[Opening Records for this exercise section]

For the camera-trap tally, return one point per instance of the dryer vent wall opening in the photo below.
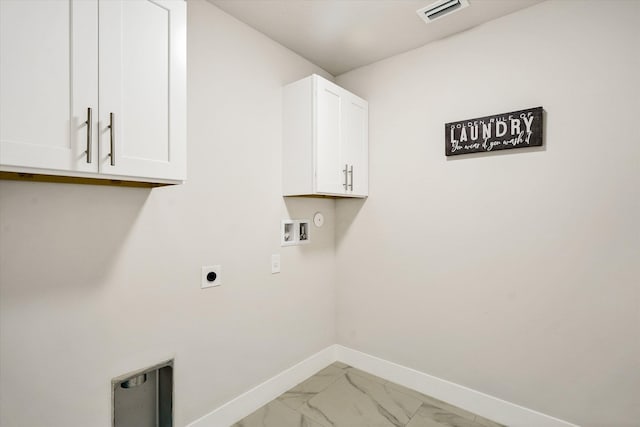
(143, 398)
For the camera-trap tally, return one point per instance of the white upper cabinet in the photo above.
(94, 89)
(48, 84)
(142, 88)
(325, 140)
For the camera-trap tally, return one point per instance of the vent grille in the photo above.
(440, 9)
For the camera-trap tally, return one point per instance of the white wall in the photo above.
(98, 281)
(514, 273)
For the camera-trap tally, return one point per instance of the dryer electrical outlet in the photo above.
(295, 232)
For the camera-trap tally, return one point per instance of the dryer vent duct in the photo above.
(440, 9)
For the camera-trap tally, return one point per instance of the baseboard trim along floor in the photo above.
(474, 401)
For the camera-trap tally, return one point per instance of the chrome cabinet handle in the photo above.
(112, 137)
(89, 123)
(346, 181)
(351, 173)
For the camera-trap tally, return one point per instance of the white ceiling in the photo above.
(340, 35)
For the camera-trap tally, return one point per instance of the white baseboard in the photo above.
(238, 408)
(463, 397)
(474, 401)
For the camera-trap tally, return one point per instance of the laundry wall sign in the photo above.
(516, 129)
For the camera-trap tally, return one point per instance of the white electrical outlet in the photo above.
(275, 263)
(211, 276)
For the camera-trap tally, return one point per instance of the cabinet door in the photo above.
(329, 175)
(143, 88)
(48, 80)
(354, 144)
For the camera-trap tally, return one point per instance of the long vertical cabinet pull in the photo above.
(89, 123)
(351, 173)
(112, 140)
(346, 180)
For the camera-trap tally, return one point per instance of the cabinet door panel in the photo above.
(354, 148)
(142, 68)
(48, 79)
(329, 177)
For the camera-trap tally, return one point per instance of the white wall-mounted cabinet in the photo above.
(94, 89)
(325, 140)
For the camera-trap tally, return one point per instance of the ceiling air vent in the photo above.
(440, 9)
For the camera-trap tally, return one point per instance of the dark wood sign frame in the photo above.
(517, 129)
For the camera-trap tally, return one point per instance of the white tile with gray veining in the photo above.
(355, 401)
(276, 414)
(432, 416)
(342, 396)
(297, 396)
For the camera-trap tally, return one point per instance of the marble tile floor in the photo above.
(343, 396)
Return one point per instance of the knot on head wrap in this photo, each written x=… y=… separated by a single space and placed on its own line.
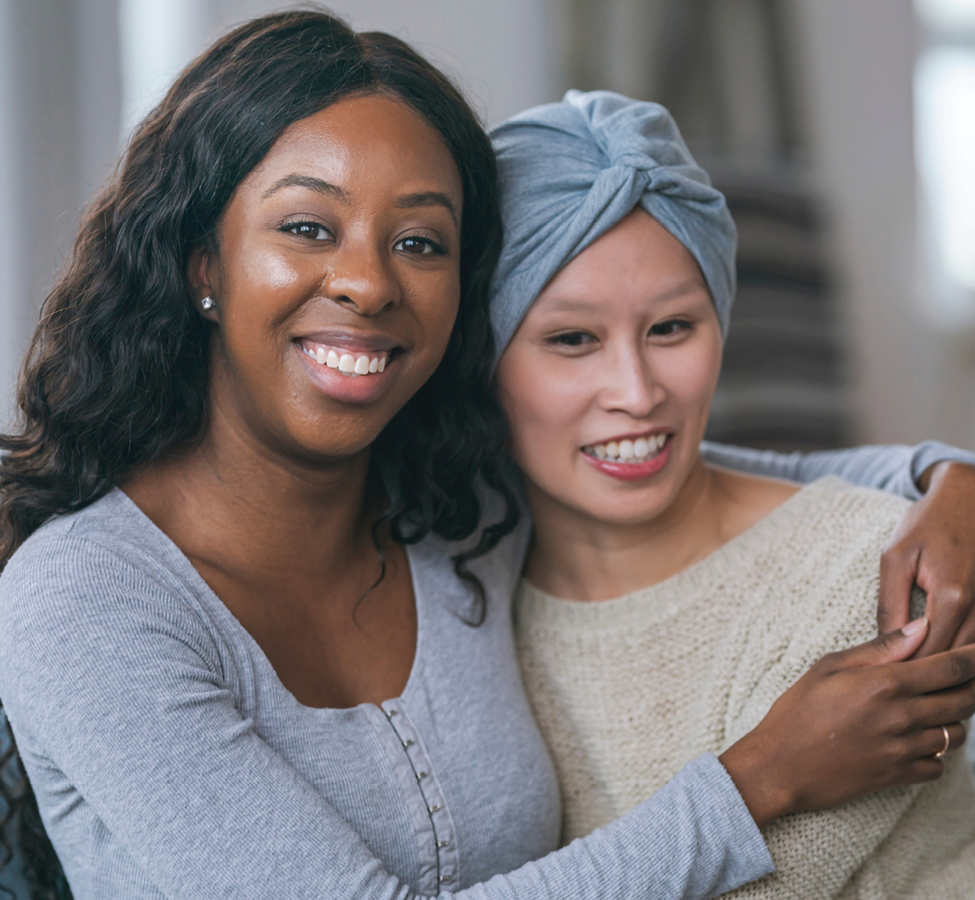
x=571 y=170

[Closing Records for this exercise section]

## What to do
Each record above must be retyped exactly. Omit the pictures.

## Exercise solution
For the camera-trap tally, return one point per instance of the dryer vent wall opening in the photo below.
(143, 398)
For the camera-trap tally, return one point per instance of the white upper cabinet in the photo above.
(94, 89)
(48, 84)
(142, 88)
(325, 140)
For the camera-trap tally, return one point per instance of the vent grille in the photo above.
(440, 9)
For the camera-trap tally, return one point per instance of the white wall in the photo above.
(98, 281)
(514, 273)
For the camera-trap tally, return one point per instance of the dryer electrical outlet in the photo above.
(295, 232)
For the camera-trap tally, return one point per instance of the dryer vent duct in the photo above.
(440, 9)
For the camera-trap tally, return one point per instance of the baseboard trim along floor in the photo above.
(474, 401)
For the camera-trap tally, return one point per instance of the chrome cabinet handle in the photo above.
(112, 137)
(89, 123)
(346, 181)
(351, 173)
For the camera-trap tally, return one point per instance of the white ceiling in the photo above.
(340, 35)
For the camera-trap tally, return one point per instance of the white baseboard in the photo above.
(238, 408)
(463, 397)
(474, 401)
For the camera-trap tally, return one point per instance of the laundry wall sign in the photo above.
(516, 129)
For the camera-trap tally, return one point per instance of the white electrical outlet in the photo above.
(275, 263)
(211, 276)
For the camera-trap tally, return one point per instance of the cabinet door in the photo above.
(329, 175)
(143, 88)
(48, 80)
(354, 144)
For the camera-trap tally, return one point per instance of the long vertical cabinet pull in the photo above.
(89, 123)
(351, 173)
(112, 140)
(346, 180)
For the camera-trap tally, return one point per instance of the cabinet door panel in the photo above.
(354, 148)
(142, 68)
(48, 79)
(329, 177)
For the camera-trap tally, return one point per instance of the white wall-mounted cabinet in the photo above.
(94, 89)
(325, 140)
For the camera-trap tally, return one point per instance of the ceiling air vent in the photo above.
(440, 9)
For the camera-trap tally, return one point per instance of the dark wood sign frame in the photo above.
(517, 129)
For the camera-trap tally, return one point per instance of the white tile with gray veining in the photo above.
(355, 401)
(276, 414)
(432, 416)
(342, 396)
(297, 396)
For the camera-trap tally, return one point per instance of the marble tile floor in the photo above.
(343, 396)
Return one point per instance of the knot on head wrap in this photo, each written x=… y=… separated by a single space and placed on its own line.
x=571 y=170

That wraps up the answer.